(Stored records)
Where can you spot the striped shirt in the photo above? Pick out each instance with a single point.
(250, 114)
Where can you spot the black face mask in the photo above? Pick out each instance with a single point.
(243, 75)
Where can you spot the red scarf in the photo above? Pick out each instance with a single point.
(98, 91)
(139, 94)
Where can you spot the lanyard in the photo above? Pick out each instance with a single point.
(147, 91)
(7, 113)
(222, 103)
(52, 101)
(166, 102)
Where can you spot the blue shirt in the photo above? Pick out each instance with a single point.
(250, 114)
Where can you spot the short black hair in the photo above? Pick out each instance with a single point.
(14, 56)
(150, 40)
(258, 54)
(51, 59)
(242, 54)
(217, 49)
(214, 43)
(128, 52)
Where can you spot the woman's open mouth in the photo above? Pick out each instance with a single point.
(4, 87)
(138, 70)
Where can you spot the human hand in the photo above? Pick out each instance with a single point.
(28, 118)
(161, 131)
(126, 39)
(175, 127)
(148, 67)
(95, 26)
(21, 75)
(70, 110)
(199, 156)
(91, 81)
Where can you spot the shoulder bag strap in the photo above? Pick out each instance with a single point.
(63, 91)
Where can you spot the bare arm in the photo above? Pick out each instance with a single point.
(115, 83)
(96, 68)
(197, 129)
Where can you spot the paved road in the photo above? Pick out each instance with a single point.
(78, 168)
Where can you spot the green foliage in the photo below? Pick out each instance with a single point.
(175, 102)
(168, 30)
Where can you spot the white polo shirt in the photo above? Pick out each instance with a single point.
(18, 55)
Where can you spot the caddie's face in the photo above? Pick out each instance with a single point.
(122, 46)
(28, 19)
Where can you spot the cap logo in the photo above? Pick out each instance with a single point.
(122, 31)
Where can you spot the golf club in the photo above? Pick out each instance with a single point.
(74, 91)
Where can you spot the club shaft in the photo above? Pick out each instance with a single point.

[Required work]: Rewrite every line of the listing above, substituting "Mark" for "Pick out" wherever it occurs and leaving the rest untouched.

[Response]:
Where can you spot the striped shirt in the photo above? Mark each instance with a single point.
(250, 114)
Where can you spot the black face mask in the photo above? Mark each instance with a single point.
(243, 75)
Where can you spot the red scarf in the photo above? Mark each instance with a single point.
(98, 91)
(139, 94)
Where can you spot the lanyard in the photo above? Mark each instance with a single point.
(147, 91)
(7, 113)
(222, 103)
(52, 101)
(166, 102)
Where can you spot the blue shirt in the photo above? Mark each instance with a single point.
(250, 114)
Where can you spot the short black hair in the photo above? Mark each instance with a single point.
(14, 56)
(150, 40)
(258, 54)
(51, 59)
(242, 54)
(217, 49)
(214, 43)
(128, 52)
Where can you spot the woman's open mouth in the photo above? Mark each instance with a single point.
(4, 87)
(138, 70)
Where can you spot the human hand in the photo above? Mark each instance with a single point.
(28, 118)
(161, 131)
(126, 39)
(175, 127)
(148, 67)
(95, 26)
(21, 75)
(70, 110)
(199, 156)
(91, 81)
Where can you spot the shoulder bag strap in the photo above? Mark each instance with a single point.
(63, 91)
Where can you spot the bare arm in the photo above? Mark each instance with a single point.
(115, 83)
(96, 68)
(197, 129)
Where can you spot the paved road in the photo above? Mark each instance with a single point.
(78, 168)
Where can you spot the green foliage in the photo below? Mark each instance with a single point.
(175, 102)
(168, 30)
Where can you spot the white polo shirt in the photo above? Mark each instance with a single point.
(18, 55)
Where can you spot the caddie's face in the photo above? Mark each instance with a single point.
(122, 46)
(28, 19)
Where can you spot the cap logo in the photo above? Mark each instance with a single point.
(122, 31)
Where can you spot the golf club in the photo above? Mark each instance with a single point.
(74, 91)
Where can you spot the club shaft in the photo above? Mark each instance with a single point.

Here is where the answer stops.